### Recorded data

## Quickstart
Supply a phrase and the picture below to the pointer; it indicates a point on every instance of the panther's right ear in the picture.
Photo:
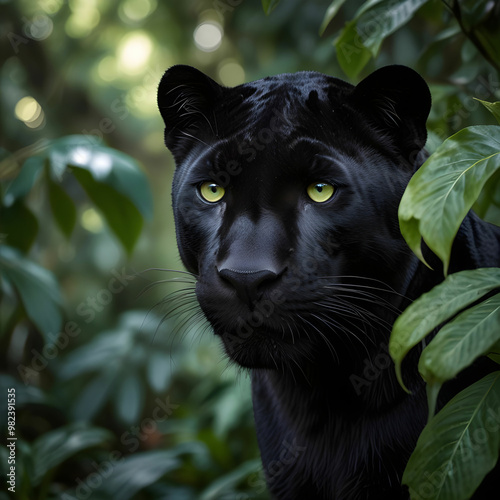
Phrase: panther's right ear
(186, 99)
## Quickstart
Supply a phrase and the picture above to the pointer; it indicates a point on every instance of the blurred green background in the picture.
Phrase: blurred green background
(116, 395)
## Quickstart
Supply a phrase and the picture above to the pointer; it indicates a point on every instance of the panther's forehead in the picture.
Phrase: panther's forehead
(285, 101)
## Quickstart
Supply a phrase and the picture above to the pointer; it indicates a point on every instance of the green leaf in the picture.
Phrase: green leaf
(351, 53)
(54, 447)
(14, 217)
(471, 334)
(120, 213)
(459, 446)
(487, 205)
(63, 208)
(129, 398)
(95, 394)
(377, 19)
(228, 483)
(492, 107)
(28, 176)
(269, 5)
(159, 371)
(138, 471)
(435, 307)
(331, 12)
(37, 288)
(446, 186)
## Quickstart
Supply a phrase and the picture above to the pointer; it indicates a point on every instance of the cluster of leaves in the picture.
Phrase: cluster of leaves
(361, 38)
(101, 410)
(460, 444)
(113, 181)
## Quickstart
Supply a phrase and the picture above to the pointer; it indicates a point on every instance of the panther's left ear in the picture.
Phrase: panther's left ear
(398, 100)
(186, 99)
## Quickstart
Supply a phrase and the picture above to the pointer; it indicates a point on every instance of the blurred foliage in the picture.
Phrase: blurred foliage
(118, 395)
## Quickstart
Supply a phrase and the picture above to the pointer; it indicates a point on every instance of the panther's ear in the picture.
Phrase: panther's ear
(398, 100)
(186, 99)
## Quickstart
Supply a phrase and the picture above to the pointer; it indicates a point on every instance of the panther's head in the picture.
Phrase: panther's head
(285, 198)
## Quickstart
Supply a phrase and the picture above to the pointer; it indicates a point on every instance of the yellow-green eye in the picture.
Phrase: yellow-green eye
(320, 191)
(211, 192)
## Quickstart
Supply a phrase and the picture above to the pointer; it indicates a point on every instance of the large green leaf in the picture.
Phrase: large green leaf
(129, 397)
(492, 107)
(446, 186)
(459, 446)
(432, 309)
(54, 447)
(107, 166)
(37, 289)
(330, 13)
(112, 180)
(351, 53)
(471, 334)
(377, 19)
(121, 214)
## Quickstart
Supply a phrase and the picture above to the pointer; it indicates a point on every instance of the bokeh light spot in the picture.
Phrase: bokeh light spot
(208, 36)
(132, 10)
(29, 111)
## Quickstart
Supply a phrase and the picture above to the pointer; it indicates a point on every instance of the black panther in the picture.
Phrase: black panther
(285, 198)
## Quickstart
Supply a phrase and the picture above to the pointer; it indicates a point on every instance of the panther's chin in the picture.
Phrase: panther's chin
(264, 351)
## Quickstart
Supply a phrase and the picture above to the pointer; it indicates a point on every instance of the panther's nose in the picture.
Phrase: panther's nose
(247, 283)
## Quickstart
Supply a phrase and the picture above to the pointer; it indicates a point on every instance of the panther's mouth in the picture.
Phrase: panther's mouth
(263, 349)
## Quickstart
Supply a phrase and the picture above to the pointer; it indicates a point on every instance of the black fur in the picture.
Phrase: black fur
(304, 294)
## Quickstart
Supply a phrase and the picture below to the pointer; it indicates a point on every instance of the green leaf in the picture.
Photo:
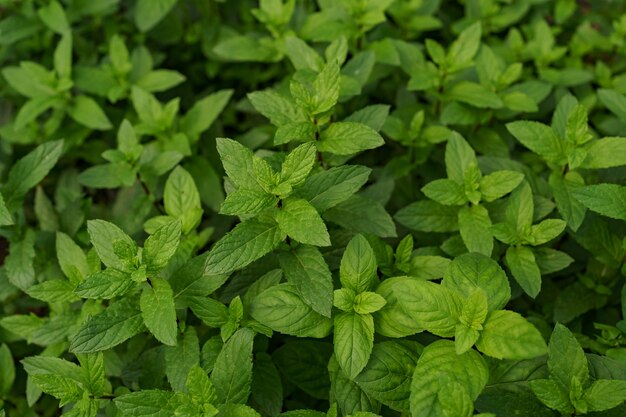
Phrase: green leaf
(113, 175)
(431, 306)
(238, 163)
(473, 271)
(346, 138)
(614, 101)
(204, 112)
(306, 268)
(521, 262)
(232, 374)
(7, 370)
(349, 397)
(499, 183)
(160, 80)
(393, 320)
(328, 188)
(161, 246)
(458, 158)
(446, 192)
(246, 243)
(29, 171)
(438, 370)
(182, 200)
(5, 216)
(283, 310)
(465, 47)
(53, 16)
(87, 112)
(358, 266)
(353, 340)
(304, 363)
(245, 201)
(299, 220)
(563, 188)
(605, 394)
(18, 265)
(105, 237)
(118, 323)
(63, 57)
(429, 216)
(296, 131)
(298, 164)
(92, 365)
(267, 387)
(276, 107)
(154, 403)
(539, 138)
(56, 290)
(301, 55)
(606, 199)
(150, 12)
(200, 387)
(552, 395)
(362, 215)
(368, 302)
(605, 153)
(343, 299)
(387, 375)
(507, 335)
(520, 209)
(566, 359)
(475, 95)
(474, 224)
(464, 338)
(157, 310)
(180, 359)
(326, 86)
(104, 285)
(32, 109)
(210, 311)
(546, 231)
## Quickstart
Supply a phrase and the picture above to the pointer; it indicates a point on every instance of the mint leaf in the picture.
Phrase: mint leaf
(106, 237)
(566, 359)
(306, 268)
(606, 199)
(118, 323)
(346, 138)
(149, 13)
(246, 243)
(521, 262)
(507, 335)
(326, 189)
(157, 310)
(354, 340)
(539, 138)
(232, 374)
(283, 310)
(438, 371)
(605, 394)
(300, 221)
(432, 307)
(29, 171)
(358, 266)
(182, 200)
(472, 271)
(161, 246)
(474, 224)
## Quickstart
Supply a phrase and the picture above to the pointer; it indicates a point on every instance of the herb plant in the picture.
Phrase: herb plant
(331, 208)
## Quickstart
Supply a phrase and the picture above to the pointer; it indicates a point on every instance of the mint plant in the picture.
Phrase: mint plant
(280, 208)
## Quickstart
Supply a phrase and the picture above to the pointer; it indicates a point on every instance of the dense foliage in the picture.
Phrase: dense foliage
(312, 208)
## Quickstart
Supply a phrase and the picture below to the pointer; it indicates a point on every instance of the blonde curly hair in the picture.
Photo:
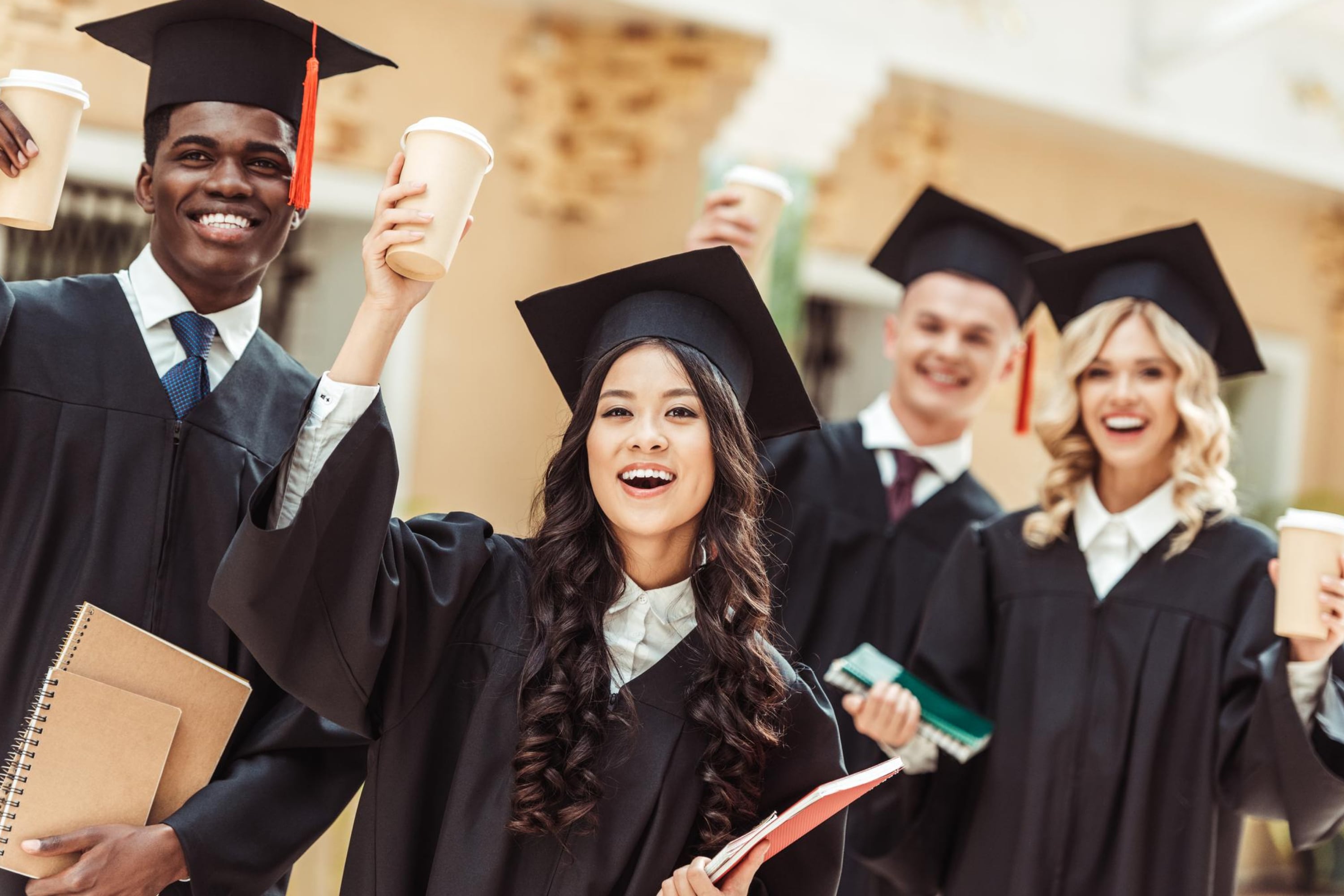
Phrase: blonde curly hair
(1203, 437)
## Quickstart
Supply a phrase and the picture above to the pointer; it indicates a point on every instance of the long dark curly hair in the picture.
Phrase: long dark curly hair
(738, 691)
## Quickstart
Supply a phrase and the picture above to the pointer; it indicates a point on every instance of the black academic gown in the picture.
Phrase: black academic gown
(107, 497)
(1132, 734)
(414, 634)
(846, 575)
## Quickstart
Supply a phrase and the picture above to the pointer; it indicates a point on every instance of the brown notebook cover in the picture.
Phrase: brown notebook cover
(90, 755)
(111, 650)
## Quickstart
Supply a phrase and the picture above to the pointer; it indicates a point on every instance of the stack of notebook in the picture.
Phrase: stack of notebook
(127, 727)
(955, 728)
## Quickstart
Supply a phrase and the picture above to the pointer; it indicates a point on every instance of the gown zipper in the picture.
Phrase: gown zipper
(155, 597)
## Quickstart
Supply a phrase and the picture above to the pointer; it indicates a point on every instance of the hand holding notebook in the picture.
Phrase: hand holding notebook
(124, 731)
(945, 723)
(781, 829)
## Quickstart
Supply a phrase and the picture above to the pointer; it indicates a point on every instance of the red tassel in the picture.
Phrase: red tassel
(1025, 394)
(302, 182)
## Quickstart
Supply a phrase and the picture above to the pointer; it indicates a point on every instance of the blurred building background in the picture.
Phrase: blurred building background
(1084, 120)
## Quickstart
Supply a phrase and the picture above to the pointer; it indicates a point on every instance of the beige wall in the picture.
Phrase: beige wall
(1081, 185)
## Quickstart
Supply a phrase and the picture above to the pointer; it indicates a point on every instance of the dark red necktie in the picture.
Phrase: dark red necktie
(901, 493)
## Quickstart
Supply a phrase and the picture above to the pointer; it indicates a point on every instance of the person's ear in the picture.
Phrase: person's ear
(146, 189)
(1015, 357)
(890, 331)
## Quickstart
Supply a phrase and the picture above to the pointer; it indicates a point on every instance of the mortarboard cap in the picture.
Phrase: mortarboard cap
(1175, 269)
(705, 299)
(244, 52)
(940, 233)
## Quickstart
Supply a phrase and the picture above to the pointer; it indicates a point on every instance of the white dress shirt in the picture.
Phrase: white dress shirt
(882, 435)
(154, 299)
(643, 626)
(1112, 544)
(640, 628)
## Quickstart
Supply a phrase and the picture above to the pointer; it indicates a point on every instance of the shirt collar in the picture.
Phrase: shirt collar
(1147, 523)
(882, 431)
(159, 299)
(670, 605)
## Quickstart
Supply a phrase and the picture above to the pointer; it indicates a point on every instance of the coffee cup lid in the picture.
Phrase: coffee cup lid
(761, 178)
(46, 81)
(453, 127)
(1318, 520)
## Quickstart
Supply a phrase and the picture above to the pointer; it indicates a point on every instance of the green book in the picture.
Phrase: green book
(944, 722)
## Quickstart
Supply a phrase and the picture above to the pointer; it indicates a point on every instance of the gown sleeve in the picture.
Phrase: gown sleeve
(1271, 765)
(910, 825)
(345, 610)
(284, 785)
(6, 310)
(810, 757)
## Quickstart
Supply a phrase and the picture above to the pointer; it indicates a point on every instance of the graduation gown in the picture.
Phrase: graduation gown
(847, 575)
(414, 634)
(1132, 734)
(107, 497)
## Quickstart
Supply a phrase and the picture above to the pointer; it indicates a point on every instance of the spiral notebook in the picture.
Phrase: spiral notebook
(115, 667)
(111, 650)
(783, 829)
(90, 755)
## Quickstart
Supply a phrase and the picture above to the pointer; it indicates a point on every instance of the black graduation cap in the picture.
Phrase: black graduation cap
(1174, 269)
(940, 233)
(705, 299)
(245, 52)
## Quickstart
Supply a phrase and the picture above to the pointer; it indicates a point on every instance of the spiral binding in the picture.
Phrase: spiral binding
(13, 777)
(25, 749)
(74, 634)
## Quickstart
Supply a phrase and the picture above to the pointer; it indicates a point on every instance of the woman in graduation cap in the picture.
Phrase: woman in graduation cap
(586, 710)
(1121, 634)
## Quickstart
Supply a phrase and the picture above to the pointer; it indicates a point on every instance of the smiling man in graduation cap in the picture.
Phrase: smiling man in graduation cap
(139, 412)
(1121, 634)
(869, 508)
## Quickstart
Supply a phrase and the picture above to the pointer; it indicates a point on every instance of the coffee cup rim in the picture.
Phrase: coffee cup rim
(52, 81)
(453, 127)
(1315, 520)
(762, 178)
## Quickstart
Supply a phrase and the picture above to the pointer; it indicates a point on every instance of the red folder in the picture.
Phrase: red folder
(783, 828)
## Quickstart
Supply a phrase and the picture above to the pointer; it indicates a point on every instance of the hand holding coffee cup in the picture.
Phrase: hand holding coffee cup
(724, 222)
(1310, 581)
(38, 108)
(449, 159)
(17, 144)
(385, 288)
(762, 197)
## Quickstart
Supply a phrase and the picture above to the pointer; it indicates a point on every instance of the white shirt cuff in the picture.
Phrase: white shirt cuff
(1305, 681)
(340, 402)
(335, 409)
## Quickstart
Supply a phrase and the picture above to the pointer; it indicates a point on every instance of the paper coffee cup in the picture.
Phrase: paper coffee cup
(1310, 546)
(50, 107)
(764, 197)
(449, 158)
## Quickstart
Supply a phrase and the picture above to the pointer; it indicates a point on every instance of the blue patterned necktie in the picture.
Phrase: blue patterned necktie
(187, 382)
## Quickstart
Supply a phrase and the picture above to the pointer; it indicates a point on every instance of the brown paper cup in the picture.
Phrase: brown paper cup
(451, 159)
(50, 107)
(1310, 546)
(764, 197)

######

• [Exercise instructions] Please extract every line of the items above that contains the word "folder", and copy each one in full.

• [Answer in full]
Supply a phrase and the picture above to the pointer; it indicates a point on every instance of the red folder in the picture.
Phrase: red folder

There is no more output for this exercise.